* BEGIN Source passage *
Error oscillates: You can lower the learning rate and inspect the data for shuffled labels or incorrect data augmentation.
Error plateaus: You can increase the learning rate and get rid of regulation. Then you can inspect the loss function and the data pipeline for correctness.

Compare To A Known Result

Once your model overfits in a single batch, there can still be some other issues that cause bugs. The last step here is to compare your results to a known result. So what sort of known results are useful?

The most useful results come from an official model implementation evaluated on a similar dataset to yours. You can step through the code in both models line-by-line and ensure your model has the same output. You want to ensure that your model performance is up to par with expectations.
If you can’t find an official implementation on a similar dataset, you can compare your approach to results from an official model implementation evaluated on a benchmark dataset. You most definitely want to walk through the code line-by-line and ensure you have the same output.
If there is no official implementation of your approach, you can compare it to results from an unofficial model implementation. You can review the code the same as before but with lower confidence (because almost all the unofficial implementations on GitHub have bugs).
Then, you can compare to results from a paper with no code (to ensure that your performance is up to par with expectations), results from your model on a benchmark dataset (to make sure your model performs well in a simpler setting), and results from a similar model on a similar dataset (to help you get a general sense of what kind of performance can be expected).
* END Source passage *
* BEGIN Data section *
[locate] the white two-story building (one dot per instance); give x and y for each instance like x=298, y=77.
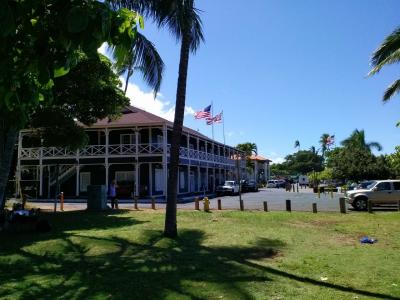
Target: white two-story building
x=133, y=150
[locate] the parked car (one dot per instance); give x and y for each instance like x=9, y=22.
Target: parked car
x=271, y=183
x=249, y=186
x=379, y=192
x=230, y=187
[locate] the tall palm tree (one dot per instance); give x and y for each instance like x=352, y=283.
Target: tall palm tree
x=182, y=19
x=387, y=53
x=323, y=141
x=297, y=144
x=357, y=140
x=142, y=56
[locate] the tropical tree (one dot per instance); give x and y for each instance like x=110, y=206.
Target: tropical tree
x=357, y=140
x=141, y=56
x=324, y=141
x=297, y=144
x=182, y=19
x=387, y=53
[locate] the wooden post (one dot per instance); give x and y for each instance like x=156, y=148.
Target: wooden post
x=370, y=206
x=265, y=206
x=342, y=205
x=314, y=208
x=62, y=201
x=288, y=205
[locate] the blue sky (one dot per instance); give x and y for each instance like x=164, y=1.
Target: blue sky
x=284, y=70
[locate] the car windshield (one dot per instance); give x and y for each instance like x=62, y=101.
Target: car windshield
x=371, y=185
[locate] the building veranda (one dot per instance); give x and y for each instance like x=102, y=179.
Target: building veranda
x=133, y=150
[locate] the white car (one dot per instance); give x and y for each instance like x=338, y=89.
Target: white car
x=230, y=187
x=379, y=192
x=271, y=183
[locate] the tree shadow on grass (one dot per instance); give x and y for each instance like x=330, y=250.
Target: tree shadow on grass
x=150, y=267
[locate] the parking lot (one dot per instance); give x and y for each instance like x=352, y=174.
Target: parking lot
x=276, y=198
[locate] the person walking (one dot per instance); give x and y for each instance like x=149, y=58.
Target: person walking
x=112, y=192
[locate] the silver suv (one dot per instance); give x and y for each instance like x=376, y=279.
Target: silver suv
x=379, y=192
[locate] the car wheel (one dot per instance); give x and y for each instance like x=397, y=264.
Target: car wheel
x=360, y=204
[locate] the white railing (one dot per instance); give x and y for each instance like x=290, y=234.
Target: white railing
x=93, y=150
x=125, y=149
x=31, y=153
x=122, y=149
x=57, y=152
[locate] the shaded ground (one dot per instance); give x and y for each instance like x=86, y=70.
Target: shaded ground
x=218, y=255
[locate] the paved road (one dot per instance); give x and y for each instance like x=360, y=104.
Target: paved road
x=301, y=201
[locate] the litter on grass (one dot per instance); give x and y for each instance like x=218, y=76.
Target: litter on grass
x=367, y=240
* END Data section *
* BEGIN Data section *
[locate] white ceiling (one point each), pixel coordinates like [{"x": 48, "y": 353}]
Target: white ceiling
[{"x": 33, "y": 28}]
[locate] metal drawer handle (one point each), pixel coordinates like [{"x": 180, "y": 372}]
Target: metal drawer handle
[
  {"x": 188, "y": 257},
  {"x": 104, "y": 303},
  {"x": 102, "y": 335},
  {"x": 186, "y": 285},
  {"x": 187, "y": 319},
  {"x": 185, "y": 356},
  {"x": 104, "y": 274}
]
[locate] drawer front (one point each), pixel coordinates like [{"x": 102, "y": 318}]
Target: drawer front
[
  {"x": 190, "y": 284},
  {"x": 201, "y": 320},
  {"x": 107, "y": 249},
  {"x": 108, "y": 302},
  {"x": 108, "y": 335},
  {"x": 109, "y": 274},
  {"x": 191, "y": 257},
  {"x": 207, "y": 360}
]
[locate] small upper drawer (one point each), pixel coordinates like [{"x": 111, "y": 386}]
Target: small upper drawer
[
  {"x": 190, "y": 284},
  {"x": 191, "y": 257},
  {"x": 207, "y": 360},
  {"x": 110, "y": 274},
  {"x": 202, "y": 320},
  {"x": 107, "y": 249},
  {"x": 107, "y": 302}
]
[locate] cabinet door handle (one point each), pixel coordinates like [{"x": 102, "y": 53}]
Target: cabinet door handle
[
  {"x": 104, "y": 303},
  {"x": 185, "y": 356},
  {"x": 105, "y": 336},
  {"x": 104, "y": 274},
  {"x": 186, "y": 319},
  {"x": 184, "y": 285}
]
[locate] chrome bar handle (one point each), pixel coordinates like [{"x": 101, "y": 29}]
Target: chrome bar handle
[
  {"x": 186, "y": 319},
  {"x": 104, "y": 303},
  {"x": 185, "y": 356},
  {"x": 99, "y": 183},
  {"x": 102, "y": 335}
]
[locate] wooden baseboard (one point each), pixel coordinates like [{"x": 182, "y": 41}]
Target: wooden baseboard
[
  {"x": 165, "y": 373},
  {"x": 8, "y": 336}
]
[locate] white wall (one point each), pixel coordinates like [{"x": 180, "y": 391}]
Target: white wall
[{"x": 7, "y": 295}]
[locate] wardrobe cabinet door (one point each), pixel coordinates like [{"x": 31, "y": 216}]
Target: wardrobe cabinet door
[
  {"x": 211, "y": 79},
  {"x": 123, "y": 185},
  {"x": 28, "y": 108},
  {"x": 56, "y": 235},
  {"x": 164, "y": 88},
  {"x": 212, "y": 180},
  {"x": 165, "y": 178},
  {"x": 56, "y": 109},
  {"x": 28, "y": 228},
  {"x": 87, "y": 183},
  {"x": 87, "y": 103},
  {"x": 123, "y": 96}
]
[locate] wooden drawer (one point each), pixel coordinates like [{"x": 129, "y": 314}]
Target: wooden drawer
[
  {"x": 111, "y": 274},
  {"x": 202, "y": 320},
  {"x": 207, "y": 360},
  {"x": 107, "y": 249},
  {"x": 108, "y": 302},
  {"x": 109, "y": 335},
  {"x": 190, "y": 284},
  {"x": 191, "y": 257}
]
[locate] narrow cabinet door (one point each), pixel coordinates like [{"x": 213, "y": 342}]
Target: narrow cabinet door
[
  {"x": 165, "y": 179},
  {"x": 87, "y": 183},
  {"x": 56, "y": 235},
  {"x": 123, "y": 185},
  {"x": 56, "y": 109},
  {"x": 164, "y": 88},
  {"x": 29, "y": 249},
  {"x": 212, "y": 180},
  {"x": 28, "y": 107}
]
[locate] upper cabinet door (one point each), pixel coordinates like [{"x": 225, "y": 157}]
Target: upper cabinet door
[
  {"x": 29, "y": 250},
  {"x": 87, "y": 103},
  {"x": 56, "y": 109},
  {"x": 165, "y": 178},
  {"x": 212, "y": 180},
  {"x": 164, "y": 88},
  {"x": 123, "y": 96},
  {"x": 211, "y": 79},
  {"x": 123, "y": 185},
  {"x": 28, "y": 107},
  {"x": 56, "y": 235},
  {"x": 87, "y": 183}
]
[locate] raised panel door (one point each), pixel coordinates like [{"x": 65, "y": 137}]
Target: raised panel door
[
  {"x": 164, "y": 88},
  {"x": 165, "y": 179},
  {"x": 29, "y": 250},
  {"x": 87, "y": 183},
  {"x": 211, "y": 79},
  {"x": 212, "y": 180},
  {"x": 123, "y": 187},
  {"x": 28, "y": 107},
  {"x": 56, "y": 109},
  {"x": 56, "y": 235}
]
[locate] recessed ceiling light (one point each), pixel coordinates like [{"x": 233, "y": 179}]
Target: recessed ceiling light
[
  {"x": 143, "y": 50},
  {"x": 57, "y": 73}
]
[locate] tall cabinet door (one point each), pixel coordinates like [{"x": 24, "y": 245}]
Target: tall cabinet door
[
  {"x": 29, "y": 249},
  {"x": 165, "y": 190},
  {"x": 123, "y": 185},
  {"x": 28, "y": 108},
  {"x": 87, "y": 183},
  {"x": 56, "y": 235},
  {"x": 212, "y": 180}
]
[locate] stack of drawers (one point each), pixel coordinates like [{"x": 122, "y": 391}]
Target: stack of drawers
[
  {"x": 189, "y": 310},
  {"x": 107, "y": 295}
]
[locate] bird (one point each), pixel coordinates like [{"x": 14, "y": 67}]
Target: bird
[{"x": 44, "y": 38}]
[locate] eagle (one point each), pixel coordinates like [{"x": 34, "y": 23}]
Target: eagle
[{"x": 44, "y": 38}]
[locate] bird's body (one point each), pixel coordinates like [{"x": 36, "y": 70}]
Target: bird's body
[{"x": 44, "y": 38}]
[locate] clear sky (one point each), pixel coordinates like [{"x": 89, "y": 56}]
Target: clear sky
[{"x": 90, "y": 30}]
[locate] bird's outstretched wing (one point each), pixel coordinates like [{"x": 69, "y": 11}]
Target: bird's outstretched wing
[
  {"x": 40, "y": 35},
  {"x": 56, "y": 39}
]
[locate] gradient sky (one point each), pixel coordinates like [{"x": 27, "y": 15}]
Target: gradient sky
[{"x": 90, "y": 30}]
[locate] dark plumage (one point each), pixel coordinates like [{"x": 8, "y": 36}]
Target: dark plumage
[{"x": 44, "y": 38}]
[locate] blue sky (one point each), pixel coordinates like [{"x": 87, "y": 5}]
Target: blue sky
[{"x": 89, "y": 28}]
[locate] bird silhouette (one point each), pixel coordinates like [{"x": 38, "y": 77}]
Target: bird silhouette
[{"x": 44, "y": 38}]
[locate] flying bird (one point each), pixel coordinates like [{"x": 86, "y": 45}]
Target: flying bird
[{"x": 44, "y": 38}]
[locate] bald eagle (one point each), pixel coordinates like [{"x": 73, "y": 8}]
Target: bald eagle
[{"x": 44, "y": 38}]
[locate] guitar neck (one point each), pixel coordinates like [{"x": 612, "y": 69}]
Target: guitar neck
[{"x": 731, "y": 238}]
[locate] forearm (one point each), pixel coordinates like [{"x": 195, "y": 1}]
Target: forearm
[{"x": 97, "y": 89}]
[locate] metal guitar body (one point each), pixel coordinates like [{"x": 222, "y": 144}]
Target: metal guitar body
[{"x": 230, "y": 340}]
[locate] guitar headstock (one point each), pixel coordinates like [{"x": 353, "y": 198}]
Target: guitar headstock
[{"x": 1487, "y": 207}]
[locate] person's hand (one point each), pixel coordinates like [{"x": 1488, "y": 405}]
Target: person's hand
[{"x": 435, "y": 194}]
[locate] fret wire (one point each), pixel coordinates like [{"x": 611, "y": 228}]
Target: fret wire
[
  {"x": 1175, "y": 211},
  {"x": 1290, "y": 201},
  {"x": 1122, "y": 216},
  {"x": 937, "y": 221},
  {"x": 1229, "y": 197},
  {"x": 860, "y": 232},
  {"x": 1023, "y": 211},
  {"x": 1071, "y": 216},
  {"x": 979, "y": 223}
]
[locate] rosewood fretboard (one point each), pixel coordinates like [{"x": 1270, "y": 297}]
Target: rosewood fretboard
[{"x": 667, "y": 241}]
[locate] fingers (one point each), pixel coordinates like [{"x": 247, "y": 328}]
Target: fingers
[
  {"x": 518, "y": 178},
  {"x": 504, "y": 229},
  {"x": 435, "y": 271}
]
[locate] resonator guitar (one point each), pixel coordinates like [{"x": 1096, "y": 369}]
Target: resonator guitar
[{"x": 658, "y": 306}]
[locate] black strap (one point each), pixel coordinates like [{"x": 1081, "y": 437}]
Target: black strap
* END Data section *
* BEGIN Data section *
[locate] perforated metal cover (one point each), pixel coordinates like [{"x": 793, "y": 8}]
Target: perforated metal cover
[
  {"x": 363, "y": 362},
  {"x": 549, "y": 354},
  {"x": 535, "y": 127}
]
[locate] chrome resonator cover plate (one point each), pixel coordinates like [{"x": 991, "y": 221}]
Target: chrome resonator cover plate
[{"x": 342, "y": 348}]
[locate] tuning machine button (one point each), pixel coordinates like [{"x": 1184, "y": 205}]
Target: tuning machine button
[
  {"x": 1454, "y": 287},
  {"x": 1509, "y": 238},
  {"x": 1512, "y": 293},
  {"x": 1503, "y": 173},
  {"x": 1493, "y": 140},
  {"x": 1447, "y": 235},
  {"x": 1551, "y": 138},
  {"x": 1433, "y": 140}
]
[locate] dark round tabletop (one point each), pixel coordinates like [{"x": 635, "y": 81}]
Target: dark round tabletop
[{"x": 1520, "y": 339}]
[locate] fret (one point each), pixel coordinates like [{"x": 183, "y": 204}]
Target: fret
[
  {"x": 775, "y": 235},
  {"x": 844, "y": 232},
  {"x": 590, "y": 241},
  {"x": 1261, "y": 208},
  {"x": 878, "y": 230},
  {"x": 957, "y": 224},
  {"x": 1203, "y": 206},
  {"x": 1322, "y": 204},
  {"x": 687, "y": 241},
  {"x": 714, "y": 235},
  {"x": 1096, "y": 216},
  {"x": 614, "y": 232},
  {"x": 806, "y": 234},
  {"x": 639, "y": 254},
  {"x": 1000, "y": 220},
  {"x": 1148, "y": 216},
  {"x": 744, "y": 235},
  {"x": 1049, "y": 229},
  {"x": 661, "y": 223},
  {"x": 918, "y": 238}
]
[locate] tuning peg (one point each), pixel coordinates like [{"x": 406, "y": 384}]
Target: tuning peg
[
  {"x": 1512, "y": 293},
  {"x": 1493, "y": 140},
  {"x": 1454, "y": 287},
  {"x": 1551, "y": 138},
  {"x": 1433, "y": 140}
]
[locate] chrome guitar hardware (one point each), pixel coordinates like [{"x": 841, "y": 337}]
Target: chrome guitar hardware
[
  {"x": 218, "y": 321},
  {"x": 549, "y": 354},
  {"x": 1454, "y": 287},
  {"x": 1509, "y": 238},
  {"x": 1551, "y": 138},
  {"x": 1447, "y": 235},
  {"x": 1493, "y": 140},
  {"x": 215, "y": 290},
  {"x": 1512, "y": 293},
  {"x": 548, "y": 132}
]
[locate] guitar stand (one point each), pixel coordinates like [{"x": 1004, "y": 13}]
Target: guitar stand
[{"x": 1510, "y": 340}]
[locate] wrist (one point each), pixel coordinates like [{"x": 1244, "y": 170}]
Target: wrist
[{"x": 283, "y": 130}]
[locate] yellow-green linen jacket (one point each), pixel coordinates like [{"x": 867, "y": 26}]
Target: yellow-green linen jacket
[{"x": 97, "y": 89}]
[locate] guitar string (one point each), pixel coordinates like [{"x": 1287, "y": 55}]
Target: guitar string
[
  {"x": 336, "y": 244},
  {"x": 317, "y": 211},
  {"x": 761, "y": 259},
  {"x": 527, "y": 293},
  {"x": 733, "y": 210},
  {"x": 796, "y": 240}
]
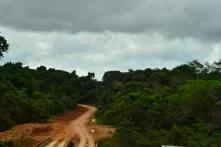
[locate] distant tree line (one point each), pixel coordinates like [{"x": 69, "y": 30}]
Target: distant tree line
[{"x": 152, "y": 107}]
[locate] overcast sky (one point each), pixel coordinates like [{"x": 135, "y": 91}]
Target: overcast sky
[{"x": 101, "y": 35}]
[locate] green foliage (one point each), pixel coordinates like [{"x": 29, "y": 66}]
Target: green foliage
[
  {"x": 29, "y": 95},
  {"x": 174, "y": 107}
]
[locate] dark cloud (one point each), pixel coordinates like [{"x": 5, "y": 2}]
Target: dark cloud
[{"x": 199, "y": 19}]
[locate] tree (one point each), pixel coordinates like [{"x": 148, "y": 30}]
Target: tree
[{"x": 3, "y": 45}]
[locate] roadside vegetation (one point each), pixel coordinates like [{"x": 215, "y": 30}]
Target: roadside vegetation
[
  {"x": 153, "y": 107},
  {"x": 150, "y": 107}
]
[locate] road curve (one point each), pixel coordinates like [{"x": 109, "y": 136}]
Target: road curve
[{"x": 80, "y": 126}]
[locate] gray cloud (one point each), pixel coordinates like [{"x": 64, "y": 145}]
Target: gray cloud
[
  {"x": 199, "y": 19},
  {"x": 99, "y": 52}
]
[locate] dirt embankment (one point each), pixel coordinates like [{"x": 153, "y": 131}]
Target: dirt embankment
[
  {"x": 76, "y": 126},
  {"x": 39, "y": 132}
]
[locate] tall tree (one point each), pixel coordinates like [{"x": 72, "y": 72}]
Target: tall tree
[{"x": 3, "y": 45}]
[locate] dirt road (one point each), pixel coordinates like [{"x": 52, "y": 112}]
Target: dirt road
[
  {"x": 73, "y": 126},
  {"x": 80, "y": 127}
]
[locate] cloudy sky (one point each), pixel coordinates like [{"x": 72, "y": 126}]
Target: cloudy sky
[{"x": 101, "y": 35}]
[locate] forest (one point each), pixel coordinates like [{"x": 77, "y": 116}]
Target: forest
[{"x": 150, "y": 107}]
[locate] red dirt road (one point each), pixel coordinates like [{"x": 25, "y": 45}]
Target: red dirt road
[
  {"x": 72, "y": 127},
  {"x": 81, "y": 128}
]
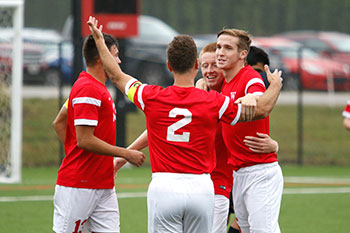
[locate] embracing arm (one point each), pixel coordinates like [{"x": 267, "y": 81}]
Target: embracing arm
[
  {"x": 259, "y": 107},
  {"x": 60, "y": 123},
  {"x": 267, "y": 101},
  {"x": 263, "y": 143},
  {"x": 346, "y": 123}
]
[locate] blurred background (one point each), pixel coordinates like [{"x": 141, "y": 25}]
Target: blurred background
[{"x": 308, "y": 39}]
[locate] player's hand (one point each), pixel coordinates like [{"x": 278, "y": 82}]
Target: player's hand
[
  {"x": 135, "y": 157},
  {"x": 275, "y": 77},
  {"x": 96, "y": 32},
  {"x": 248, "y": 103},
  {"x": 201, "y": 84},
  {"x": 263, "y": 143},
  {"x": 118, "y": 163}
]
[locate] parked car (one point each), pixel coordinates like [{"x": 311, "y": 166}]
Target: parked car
* END Data section *
[Task list]
- 1) Answer these about the model-debugging text:
(a) When error oscillates, what does the text recommend?
(b) According to the text, where do the most useful known results come from?
(c) Why does the text say code from an unofficial implementation should be reviewed with lower confidence?
- 2) Write the next part of the model-debugging text, picking up after its final sentence.
The material shown above is separate from the text and stands apart from it.

[Results for the exercise]
- 1)
(a) Lower the learning rate and inspect the data for shuffled labels or incorrect data augmentation.
(b) From an official model implementation evaluated on a dataset similar to yours.
(c) Because almost all the unofficial implementations on GitHub have bugs.

- 2)
An under-rated source of results comes from simple baselines (for example, the average of outputs or linear regression), which can help make sure that your model is learning anything at all.

The diagram below neatly summarizes how to implement and debug deep neural networks:

5 - Evaluate

Bias-Variance Decomposition

To evaluate models and prioritize the next steps in model development, we will apply the bias-variance decomposition. The bias-variance decomposition is the fundamental model fitting tradeoff. In our application, let’s talk more specifically about the formula for bias-variance tradeoff with respect to the test error; this will help us apply the concept more directly to our model’s performance. There are four terms in the formula for test error:

Test error = irreducible error + bias + variance + validation overfitting

Irreducible error is the baseline error you don’t expect your model to do better. It can be estimated through strong baselines, like human performance.
Avoidable bias, a measure of underfitting, is the difference between our train error and irreducible error.
Variance, a measure of overfitting, is the difference between validation error and training error.
Validation set overfitting is the difference between test error and validation error.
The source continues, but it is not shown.